Segmentation mask data
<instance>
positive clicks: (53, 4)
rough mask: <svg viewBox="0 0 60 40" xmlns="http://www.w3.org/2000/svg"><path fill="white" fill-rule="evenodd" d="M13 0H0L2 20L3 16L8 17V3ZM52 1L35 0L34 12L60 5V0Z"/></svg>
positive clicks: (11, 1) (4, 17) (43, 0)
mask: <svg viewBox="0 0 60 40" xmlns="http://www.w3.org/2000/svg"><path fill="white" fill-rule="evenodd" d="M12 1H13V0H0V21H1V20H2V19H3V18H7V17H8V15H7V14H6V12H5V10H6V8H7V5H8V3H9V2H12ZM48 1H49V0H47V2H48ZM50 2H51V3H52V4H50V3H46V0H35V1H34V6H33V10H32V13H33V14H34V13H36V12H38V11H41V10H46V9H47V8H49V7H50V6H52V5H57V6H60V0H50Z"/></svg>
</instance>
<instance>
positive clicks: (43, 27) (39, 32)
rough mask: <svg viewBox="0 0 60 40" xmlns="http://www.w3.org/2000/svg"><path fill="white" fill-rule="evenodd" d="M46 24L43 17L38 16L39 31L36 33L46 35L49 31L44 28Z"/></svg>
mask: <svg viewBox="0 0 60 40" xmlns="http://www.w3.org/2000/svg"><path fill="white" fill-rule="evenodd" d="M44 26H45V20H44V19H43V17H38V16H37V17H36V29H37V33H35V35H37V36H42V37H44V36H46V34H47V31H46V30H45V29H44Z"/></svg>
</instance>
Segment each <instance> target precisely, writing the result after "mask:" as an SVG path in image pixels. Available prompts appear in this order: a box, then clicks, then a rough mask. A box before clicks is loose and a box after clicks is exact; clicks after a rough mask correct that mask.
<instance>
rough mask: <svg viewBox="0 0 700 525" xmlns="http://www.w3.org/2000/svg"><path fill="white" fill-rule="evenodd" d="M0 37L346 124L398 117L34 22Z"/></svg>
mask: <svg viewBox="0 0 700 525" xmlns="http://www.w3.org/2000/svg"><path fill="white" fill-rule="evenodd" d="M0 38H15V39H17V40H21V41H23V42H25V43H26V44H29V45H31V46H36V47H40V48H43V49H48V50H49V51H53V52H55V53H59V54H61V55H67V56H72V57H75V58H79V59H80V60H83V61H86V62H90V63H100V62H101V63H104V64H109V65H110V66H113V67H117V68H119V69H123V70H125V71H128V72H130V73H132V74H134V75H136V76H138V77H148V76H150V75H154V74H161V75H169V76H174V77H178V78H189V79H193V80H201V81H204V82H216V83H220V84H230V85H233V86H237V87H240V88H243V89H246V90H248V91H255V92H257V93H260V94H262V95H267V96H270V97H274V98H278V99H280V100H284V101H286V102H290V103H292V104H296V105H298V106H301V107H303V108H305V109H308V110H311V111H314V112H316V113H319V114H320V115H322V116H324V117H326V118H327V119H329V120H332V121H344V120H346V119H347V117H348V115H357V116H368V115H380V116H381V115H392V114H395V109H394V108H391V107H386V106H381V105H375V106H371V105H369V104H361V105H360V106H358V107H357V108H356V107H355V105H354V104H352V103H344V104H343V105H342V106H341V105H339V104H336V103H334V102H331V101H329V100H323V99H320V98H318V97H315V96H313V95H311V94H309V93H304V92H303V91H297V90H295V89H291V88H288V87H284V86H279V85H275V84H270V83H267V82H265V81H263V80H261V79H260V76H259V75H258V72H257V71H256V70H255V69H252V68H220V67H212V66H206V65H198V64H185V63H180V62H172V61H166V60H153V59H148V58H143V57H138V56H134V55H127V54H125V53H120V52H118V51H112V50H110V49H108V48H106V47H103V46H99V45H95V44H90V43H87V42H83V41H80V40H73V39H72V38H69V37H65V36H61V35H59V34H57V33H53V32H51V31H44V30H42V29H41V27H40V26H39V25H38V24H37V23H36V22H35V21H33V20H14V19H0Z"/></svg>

--

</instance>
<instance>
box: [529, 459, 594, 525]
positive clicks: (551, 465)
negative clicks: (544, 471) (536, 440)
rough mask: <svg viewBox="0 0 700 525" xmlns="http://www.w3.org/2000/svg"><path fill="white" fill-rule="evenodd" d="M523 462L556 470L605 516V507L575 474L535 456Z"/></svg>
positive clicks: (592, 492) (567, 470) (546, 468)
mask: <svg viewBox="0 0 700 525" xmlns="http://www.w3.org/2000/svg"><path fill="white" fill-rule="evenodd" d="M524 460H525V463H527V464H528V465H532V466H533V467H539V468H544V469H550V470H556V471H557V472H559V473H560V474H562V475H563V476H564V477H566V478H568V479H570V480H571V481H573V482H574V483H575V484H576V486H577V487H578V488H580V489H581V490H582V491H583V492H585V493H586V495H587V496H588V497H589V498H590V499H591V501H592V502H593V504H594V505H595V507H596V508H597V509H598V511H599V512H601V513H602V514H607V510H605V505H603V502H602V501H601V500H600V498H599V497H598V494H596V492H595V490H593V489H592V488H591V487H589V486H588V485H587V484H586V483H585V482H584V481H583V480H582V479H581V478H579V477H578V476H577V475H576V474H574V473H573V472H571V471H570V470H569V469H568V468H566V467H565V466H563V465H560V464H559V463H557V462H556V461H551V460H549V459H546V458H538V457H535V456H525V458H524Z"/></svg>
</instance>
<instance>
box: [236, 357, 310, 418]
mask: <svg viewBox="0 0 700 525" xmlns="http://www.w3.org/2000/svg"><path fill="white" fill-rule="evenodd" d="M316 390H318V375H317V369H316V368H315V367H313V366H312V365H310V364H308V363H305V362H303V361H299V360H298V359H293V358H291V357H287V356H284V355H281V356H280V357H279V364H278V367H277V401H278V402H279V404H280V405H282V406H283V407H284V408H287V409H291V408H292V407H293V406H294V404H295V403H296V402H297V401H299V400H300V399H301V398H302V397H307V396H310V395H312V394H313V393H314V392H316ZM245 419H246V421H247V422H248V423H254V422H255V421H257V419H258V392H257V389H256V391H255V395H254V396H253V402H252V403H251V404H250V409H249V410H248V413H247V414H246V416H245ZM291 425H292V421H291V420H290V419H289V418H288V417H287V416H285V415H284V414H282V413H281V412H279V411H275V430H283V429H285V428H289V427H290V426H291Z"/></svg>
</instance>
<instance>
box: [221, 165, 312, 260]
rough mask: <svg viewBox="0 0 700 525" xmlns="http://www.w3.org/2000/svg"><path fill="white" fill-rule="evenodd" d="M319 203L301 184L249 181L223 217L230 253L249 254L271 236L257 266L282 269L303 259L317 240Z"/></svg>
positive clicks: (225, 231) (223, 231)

---

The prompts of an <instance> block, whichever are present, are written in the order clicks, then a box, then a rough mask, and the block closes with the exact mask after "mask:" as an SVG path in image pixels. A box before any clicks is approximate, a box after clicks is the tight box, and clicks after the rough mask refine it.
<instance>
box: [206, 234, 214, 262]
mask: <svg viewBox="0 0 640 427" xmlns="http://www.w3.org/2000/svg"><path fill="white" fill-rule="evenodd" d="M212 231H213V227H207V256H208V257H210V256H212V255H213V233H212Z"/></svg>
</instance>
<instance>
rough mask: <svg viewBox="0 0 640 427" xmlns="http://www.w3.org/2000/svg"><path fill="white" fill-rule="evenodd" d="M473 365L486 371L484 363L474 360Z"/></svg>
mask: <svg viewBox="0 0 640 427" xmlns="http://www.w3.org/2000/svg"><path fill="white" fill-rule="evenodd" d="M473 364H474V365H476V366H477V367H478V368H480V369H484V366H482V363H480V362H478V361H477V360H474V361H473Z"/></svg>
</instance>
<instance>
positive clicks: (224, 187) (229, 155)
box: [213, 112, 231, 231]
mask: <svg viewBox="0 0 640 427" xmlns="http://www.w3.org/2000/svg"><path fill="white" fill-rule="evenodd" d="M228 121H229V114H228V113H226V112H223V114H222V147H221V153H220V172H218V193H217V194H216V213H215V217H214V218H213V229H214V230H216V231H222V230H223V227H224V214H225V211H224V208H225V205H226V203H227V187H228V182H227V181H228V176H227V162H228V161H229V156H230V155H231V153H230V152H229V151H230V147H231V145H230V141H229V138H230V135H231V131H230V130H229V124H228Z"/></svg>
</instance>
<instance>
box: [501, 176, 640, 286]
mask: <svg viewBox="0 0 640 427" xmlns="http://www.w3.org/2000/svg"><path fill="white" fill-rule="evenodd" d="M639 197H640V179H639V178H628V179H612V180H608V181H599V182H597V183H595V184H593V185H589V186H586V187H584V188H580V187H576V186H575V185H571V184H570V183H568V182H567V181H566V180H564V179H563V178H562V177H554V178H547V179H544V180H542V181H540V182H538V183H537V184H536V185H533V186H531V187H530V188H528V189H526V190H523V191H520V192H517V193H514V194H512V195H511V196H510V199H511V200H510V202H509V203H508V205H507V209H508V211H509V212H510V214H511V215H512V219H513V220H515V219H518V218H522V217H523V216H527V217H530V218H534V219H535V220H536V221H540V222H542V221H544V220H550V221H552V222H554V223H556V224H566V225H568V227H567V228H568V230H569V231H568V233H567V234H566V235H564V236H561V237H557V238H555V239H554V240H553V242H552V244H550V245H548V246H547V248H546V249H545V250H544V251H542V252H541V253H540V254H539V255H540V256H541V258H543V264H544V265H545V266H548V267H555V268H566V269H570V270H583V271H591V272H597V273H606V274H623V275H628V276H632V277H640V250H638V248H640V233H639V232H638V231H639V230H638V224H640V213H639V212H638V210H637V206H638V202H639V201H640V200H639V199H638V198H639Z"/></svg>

Exercise aim:
Whenever the word "order" shows up in a line of the entries, list that line.

Result of the exercise:
Segment each <instance> target precisely, writing the result after "mask:" as an SVG path in image pixels. Available prompts appear in this order: a box, then clicks, then a rough mask. A box before clicks is loose and a box after clicks is exact; clicks after a rough mask correct that mask.
The prompts of an <instance> block, whichever are present, are written in the order clicks, then a box, then a rough mask, and the block closes with the exact mask after "mask:" as an SVG path in image pixels. A box before any clicks is approximate, a box after clicks is the tight box, and clicks after the rough mask refine it.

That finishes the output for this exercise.